# Point placement records
* * * * * * *

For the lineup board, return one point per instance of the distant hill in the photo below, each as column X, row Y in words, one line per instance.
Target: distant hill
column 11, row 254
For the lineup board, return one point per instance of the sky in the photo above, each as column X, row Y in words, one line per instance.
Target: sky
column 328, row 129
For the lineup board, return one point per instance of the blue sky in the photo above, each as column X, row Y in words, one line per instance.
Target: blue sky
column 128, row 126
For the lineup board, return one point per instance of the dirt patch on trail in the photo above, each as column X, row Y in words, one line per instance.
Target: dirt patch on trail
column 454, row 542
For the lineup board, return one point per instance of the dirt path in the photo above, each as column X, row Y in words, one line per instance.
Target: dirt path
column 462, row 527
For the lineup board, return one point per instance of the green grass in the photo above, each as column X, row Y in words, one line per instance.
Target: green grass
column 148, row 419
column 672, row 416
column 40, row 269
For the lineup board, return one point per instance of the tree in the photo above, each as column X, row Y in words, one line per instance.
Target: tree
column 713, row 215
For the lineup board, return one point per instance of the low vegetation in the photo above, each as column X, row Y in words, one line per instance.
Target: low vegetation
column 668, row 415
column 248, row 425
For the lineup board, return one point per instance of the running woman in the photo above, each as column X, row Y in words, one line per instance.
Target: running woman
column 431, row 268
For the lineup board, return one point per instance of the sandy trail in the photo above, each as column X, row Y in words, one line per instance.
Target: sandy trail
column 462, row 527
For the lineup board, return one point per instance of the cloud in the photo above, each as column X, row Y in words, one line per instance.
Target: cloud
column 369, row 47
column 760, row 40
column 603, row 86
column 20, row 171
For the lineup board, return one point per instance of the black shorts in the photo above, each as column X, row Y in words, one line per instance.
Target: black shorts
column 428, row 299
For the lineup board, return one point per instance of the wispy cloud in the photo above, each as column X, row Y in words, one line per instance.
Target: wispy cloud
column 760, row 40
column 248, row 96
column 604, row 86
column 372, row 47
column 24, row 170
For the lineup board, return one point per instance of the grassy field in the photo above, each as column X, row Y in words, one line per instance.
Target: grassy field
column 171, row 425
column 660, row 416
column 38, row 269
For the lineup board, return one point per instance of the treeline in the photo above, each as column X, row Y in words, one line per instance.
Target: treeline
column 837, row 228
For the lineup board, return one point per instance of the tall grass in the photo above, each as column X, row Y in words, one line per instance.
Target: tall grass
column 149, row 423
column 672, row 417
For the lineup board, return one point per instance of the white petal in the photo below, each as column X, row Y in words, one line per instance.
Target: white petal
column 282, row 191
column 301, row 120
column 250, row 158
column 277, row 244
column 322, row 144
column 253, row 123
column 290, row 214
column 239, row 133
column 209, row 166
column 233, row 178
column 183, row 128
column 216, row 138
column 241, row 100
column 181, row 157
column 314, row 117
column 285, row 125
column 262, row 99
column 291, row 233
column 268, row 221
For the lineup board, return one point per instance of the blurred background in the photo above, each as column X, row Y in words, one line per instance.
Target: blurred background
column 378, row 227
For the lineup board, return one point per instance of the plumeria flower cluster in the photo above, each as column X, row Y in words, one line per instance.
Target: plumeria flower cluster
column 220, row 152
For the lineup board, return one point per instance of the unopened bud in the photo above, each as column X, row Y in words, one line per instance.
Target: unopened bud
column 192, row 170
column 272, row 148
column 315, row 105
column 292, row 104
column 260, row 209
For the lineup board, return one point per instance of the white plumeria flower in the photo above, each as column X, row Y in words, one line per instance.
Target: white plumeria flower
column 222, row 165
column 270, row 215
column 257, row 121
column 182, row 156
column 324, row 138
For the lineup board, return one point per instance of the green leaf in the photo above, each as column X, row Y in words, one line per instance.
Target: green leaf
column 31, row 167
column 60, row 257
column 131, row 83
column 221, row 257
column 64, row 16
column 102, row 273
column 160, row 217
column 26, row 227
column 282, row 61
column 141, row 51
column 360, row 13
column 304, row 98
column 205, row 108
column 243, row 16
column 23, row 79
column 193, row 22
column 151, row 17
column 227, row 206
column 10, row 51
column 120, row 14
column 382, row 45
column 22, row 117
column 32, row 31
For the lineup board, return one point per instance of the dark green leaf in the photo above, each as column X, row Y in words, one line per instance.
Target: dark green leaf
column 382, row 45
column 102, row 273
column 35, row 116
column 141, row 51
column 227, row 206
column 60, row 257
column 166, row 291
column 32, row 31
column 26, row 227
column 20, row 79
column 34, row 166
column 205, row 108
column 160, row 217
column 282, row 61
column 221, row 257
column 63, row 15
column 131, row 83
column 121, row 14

* * * * * * *

# Goal of the exercise
Give back, exactly as written, the lines from the one with "of the plumeria" to the last line.

# Final result
For the lineup board, return one point per instance of the plumeria flower cluster in the photo above, each as column X, row Y in words, one line per instance.
Target: plumeria flower cluster
column 220, row 152
For the lineup board, return one point per instance of the unopened bud in the photo above, each as column X, row Y in words, one line per instance.
Target: unopened bud
column 192, row 170
column 272, row 148
column 315, row 105
column 292, row 104
column 260, row 209
For the lineup board, return one point per instance of the white plumeria flower in the photo above, each as column X, row Y in words, one line per instance.
Target: white plumeria flower
column 222, row 165
column 270, row 215
column 257, row 121
column 182, row 156
column 324, row 138
For the lineup board, return one point per instance of the green leaf in the photo above, each as column X, row Y in words, one line per instance.
Target: green leaf
column 31, row 167
column 60, row 257
column 131, row 83
column 221, row 257
column 64, row 16
column 102, row 273
column 160, row 217
column 26, row 227
column 282, row 61
column 141, row 51
column 360, row 13
column 304, row 98
column 205, row 108
column 243, row 16
column 23, row 79
column 193, row 22
column 151, row 17
column 227, row 206
column 10, row 51
column 120, row 14
column 382, row 45
column 22, row 117
column 32, row 31
For the lineup board, return one point per instance of the dark green leaf in the photo above, each as column X, row Y in words, one line per instance.
Target: dark green leaf
column 382, row 45
column 102, row 273
column 35, row 116
column 141, row 51
column 227, row 206
column 60, row 257
column 166, row 291
column 32, row 31
column 26, row 227
column 20, row 79
column 34, row 166
column 205, row 108
column 160, row 217
column 282, row 61
column 221, row 257
column 63, row 15
column 131, row 83
column 121, row 14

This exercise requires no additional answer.